Required action 1: Quote the Lampedusa shipwreck report word for word, everything from "Video footage showed" down to "Alan Johnston says.".
Required action 2: For each statement, say yes or no on whether the Lampedusa shipwreck report agrees with it, and quote the words of the report that decide it. (a) The boat was found lying on its side on the seabed. (b) 155 people were pulled alive from the sea. (c) A hangar at the airport was turned into a makeshift mortuary.

Document segment:

= Beginning of Section =

Italy sinking: Bad weather hampers search for migrants

rescue

Rough seas forced divers to postpone their search for more than 200 migrants still unaccounted for after their boat sank off southern Italy.

 

Rescuers have so far found 111 bodies, and 155 people have been pulled alive from the seas 1km (half a mile) from the island of Lampedusa, reports BBC.

 

Video footage showed the boat lying upright on the seabed some 150ft (45m) below the surface.

 

Divers have described seeing horrific scenes inside the wreckage.

 

So many bodies have been brought ashore that the island has had to send for more coffins and turn a hangar at the airport into a huge makeshift mortuary.

 

Italians are aghast at the scale of the tragedy that unfolded on Thursday, Italy’s worst ever migrant shipwreck, the BBC’s Alan Johnston says.

= End of Section =

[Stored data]
= Beginning of Section =

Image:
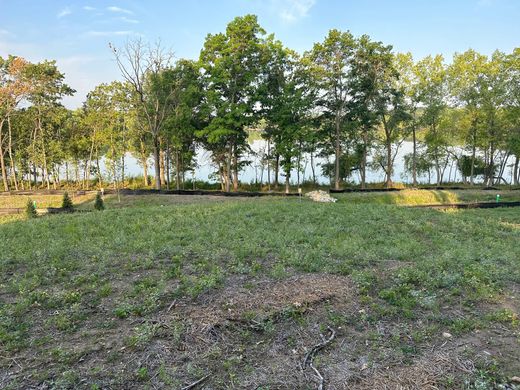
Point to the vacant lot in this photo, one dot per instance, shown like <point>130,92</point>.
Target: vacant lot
<point>269,293</point>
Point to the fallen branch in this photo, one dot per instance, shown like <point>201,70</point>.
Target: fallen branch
<point>308,361</point>
<point>195,383</point>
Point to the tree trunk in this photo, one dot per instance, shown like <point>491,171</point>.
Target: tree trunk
<point>123,170</point>
<point>414,157</point>
<point>313,169</point>
<point>162,168</point>
<point>10,151</point>
<point>235,169</point>
<point>276,170</point>
<point>337,154</point>
<point>473,153</point>
<point>2,162</point>
<point>515,170</point>
<point>157,162</point>
<point>167,167</point>
<point>389,163</point>
<point>98,168</point>
<point>364,159</point>
<point>268,165</point>
<point>144,162</point>
<point>228,167</point>
<point>177,170</point>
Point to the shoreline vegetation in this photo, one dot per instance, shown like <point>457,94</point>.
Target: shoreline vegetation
<point>88,300</point>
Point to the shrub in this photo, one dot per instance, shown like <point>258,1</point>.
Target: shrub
<point>66,203</point>
<point>30,209</point>
<point>98,203</point>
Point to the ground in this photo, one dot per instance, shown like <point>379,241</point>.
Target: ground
<point>164,291</point>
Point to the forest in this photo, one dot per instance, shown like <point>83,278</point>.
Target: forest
<point>349,98</point>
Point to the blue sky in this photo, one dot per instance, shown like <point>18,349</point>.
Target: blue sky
<point>76,33</point>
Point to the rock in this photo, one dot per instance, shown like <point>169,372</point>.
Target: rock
<point>320,196</point>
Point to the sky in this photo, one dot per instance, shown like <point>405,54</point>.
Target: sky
<point>76,33</point>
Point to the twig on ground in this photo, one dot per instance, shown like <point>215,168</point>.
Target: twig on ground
<point>195,383</point>
<point>172,305</point>
<point>309,357</point>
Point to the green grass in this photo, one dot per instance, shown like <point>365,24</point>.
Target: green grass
<point>421,197</point>
<point>63,275</point>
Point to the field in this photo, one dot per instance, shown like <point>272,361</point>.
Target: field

= End of Section =

Task response 1:
Video footage showed the boat lying upright on the seabed some 150ft (45m) below the surface.

 

Divers have described seeing horrific scenes inside the wreckage.

 

So many bodies have been brought ashore that the island has had to send for more coffins and turn a hangar at the airport into a huge makeshift mortuary.

 

Italians are aghast at the scale of the tragedy that unfolded on Thursday, Italy’s worst ever migrant shipwreck, the BBC’s Alan Johnston says.

Task response 2:
(a) No: "Video footage showed the boat lying upright on the seabed"
(b) Yes: "155 people have been pulled alive from the seas"
(c) Yes: "turn a hangar at the airport into a huge makeshift mortuary"